_Directions for this task_
Copy each entry as written.

_Source material_
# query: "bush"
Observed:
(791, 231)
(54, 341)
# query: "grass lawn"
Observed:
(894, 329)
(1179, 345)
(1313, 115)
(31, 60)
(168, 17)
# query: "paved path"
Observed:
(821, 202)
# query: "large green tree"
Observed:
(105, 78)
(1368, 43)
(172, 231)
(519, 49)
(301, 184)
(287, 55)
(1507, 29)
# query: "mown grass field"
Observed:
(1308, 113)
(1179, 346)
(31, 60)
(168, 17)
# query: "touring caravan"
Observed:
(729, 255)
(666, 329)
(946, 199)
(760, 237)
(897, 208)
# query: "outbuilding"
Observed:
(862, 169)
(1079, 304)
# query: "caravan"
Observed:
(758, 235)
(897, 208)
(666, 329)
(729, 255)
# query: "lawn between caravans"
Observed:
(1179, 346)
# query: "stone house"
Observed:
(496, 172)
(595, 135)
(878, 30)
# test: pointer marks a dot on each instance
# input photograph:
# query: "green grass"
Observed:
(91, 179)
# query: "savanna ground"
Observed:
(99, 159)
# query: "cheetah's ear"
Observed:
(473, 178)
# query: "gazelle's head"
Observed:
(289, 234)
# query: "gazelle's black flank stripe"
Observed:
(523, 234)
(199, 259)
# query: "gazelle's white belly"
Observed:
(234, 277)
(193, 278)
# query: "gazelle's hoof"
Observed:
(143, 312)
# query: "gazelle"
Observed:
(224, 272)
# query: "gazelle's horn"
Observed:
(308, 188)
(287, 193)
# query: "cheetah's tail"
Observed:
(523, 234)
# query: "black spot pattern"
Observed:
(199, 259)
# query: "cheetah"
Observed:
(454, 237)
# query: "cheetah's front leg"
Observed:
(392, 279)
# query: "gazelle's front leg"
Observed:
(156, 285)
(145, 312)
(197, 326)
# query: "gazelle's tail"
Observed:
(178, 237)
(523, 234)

_Reply_
# query: "bush"
Observed:
(791, 231)
(54, 341)
# query: "grass lawn"
Observed:
(894, 329)
(1179, 345)
(1313, 115)
(31, 60)
(168, 17)
# query: "paved path"
Observed:
(821, 202)
# query: "large green tree"
Observed:
(105, 78)
(1368, 43)
(172, 231)
(519, 49)
(301, 184)
(287, 55)
(1507, 29)
# query: "mown grass field"
Observed:
(1308, 113)
(1179, 346)
(31, 60)
(168, 17)
# query: "touring caravan"
Observed:
(729, 255)
(666, 329)
(946, 199)
(760, 237)
(897, 208)
# query: "outbuilding"
Observed:
(862, 169)
(1079, 304)
# query: "caravan"
Observed:
(758, 235)
(897, 208)
(666, 329)
(729, 255)
# query: "lawn between caravans"
Observed:
(1179, 346)
# query: "stone house"
Observed:
(496, 172)
(595, 135)
(878, 30)
# test: pointer marks a dot on each instance
# input photograph:
# query: "green grass"
Observed:
(91, 179)
# query: "savanna ground"
Observed:
(99, 159)
# query: "cheetah's ear"
Observed:
(473, 178)
# query: "gazelle's head"
Observed:
(289, 234)
# query: "gazelle's black flank stripe"
Observed:
(523, 234)
(199, 259)
# query: "gazelle's white belly"
Observed:
(234, 277)
(193, 278)
# query: "gazelle's hoof"
Observed:
(143, 312)
# query: "gazelle"
Observed:
(224, 272)
# query: "gazelle's horn"
Observed:
(308, 188)
(287, 193)
# query: "cheetah's tail"
Observed:
(523, 234)
# query: "black spot pattern"
Observed:
(199, 259)
# query: "cheetah"
Observed:
(454, 237)
# query: "cheetah's front leg"
Observed:
(392, 279)
# query: "gazelle's front leg"
Observed:
(156, 285)
(145, 312)
(197, 326)
# query: "gazelle's tail"
Observed:
(178, 237)
(523, 234)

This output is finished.